## What you need to do
Update the items below by replacing "Coordinates" with "Points" wherever it occurs, and write all the lines out again with nothing else changed.

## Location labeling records

^^^^

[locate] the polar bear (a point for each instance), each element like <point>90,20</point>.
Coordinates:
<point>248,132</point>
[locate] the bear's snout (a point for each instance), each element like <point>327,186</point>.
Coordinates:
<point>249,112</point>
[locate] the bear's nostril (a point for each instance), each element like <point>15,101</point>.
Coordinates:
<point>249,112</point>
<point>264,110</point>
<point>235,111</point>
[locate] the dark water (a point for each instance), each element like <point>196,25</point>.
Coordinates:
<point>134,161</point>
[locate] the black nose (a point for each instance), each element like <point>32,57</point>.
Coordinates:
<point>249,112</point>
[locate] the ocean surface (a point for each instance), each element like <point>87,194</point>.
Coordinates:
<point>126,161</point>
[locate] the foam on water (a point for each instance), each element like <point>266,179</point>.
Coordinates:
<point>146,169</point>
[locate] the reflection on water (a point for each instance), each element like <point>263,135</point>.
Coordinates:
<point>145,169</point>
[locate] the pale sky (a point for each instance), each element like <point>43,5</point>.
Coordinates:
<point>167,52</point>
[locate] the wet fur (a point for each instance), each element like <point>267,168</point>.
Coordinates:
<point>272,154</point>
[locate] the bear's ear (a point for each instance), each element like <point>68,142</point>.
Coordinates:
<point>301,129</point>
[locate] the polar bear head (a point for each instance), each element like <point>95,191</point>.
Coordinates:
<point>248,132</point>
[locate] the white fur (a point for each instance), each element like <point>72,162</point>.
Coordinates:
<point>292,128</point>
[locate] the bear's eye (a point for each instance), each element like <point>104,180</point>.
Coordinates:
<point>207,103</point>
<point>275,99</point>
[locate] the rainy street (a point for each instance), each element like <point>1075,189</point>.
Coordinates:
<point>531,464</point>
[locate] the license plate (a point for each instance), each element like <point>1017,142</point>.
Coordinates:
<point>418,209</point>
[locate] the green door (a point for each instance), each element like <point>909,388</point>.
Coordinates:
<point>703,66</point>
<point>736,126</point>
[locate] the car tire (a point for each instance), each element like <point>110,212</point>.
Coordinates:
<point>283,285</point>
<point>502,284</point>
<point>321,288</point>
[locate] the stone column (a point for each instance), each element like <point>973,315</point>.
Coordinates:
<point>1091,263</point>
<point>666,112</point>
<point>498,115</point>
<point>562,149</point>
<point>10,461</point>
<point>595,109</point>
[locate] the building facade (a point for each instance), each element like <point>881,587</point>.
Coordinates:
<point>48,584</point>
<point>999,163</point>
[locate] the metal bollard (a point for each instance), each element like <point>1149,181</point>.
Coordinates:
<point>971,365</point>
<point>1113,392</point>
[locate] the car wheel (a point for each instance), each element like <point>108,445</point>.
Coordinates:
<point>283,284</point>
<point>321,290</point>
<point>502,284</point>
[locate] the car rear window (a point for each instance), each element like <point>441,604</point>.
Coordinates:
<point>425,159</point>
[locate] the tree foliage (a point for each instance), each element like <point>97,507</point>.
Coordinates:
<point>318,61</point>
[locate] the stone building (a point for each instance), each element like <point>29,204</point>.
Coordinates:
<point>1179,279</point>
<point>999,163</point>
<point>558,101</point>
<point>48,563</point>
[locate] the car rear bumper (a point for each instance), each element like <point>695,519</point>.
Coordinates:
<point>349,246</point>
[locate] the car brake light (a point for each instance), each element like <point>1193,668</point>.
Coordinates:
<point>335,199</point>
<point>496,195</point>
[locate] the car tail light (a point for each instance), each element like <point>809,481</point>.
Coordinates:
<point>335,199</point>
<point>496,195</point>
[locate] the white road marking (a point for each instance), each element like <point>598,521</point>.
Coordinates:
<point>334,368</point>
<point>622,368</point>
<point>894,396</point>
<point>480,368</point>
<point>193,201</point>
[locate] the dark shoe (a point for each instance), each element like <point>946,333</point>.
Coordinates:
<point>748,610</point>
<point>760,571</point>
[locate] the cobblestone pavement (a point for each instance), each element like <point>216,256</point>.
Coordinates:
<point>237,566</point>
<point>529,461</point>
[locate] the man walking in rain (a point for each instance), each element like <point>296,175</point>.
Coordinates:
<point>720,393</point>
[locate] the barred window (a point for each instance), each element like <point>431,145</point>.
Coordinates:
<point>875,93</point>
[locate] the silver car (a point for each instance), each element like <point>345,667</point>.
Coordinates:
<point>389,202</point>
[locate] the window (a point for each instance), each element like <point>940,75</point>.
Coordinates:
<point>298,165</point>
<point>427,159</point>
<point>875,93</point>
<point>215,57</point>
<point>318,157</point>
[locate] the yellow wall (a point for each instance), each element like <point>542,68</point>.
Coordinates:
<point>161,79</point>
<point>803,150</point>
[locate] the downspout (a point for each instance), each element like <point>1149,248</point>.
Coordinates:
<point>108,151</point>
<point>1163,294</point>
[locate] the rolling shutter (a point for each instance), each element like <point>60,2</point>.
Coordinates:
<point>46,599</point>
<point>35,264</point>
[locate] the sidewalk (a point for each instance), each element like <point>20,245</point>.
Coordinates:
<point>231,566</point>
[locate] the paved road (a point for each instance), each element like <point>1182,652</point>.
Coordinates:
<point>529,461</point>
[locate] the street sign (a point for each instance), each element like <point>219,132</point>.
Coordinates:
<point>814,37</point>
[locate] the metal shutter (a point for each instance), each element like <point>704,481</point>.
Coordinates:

^^^^

## Complete response
[locate] the polar bear (a point for each instance), each element like <point>90,20</point>.
Points:
<point>248,132</point>
[locate] the bear's snout (a point for each instance), each element like <point>327,186</point>.
Points:
<point>249,112</point>
[locate] the bear's nostril (a point for each instance), each element like <point>15,101</point>.
Points:
<point>249,112</point>
<point>264,110</point>
<point>235,111</point>
[locate] the dark water (a point for each instance), each element like <point>196,25</point>.
Points:
<point>134,161</point>
[locate] the black nose (a point for each instance), each element like <point>32,57</point>.
Points:
<point>249,112</point>
[locate] the ocean surface (a point for each instance), each element like <point>87,194</point>.
Points:
<point>126,161</point>
[locate] the foam on water (a point for each instance), each element like <point>266,179</point>.
Points:
<point>146,169</point>
[locate] the reflection on water (a point for each instance), each element like <point>263,135</point>.
Points:
<point>145,169</point>
[locate] the pale sky (a point for each instance), each element like <point>43,5</point>.
Points:
<point>167,52</point>
[locate] the wet fur (a point for each instance), each element like <point>267,168</point>.
Points:
<point>272,154</point>
[locate] the bear's ear (a point for each instance), each element like <point>68,142</point>.
Points:
<point>301,129</point>
[locate] the polar bear head (a point for each instance), each element like <point>95,191</point>.
Points:
<point>248,132</point>
[locate] the white fur (a point for each instance), each element like <point>72,162</point>.
Points:
<point>292,128</point>
[locate] the bear's eye (a point for each instance), each element like <point>104,180</point>.
Points:
<point>207,103</point>
<point>275,99</point>
[locate] the rainy street (a point for each instance), each element like <point>1075,189</point>.
Points:
<point>531,464</point>
[locate] the license plate (a point for each instance), each element like <point>1017,142</point>.
Points:
<point>418,209</point>
[locate] the green door (a point for each instance), each element like <point>909,388</point>.
Points:
<point>703,66</point>
<point>736,126</point>
[locate] the car tire (a point for each instance), each element like <point>110,212</point>.
Points:
<point>283,285</point>
<point>502,284</point>
<point>321,288</point>
[locate] the stone column (a point for each instance), each element like <point>973,315</point>.
Points:
<point>1091,263</point>
<point>666,112</point>
<point>498,115</point>
<point>562,149</point>
<point>10,461</point>
<point>595,109</point>
[locate] the building facade (a point for each instance), each element like <point>881,587</point>.
Points:
<point>48,584</point>
<point>999,163</point>
[locate] the metal bollard (a point for each instance), each element like <point>1149,181</point>.
Points:
<point>971,365</point>
<point>1113,392</point>
[locate] the car wheel (a point for each instance), each element like <point>108,445</point>.
Points:
<point>283,284</point>
<point>321,290</point>
<point>502,284</point>
[locate] the car rear window (a point for each instance), each element like <point>441,604</point>.
Points:
<point>425,159</point>
[locate] the tree foliage (a point for each instance), each element like <point>97,507</point>.
Points:
<point>318,61</point>
[locate] the stone building (a point for each instance), each element like <point>29,204</point>.
Points:
<point>1179,279</point>
<point>999,163</point>
<point>558,101</point>
<point>48,563</point>
[locate] the car rear bumper (a point for each instance), each element like <point>695,519</point>.
Points:
<point>349,246</point>
[locate] the car brake light (a point for each instance), each element like <point>1193,668</point>.
Points:
<point>335,199</point>
<point>496,195</point>
[locate] the car tail light (a point for each instance), each element like <point>809,481</point>.
Points:
<point>335,199</point>
<point>496,195</point>
[locate] the white road marking (a point for each instance), each element like <point>598,521</point>.
Points:
<point>334,368</point>
<point>622,368</point>
<point>894,396</point>
<point>480,368</point>
<point>193,201</point>
[locate] the dark shoe (a point for each instance), each element like <point>946,333</point>.
Points:
<point>748,610</point>
<point>760,571</point>
[locate] the cobblestone pavement (a point for each instance), each element like <point>216,256</point>.
Points:
<point>237,566</point>
<point>529,461</point>
[locate] the man walking in rain (a point for each instance), each element like <point>296,175</point>.
Points:
<point>720,393</point>
[locate] the barred window (a point for each instance), each element like <point>431,145</point>.
Points:
<point>875,93</point>
[locate] the silver car (a point for each instance), each element like <point>345,667</point>.
Points:
<point>389,202</point>
[locate] the window (a point for each instance), each element like <point>940,75</point>.
Points:
<point>298,165</point>
<point>427,159</point>
<point>875,93</point>
<point>215,57</point>
<point>318,157</point>
[locate] the yellow wall (a point for each instance), each element like <point>542,68</point>.
Points:
<point>161,79</point>
<point>803,150</point>
[locate] the downspout (a point for each instance), each element like <point>1149,248</point>.
Points:
<point>108,151</point>
<point>1163,294</point>
[locate] the rolling shutter (a point for each instance), each element like <point>60,2</point>.
Points:
<point>46,599</point>
<point>35,264</point>
[locate] the sidewalk (a point for each instance), each element like <point>20,245</point>.
Points:
<point>231,566</point>
[locate] the paved road (a point for each instance), each element like <point>1182,652</point>.
Points:
<point>529,461</point>
[locate] the street sign (a point for each instance), each element like <point>219,132</point>.
Points:
<point>814,37</point>
[locate] the metal shutter (a point for each instance), each element like <point>704,481</point>.
Points:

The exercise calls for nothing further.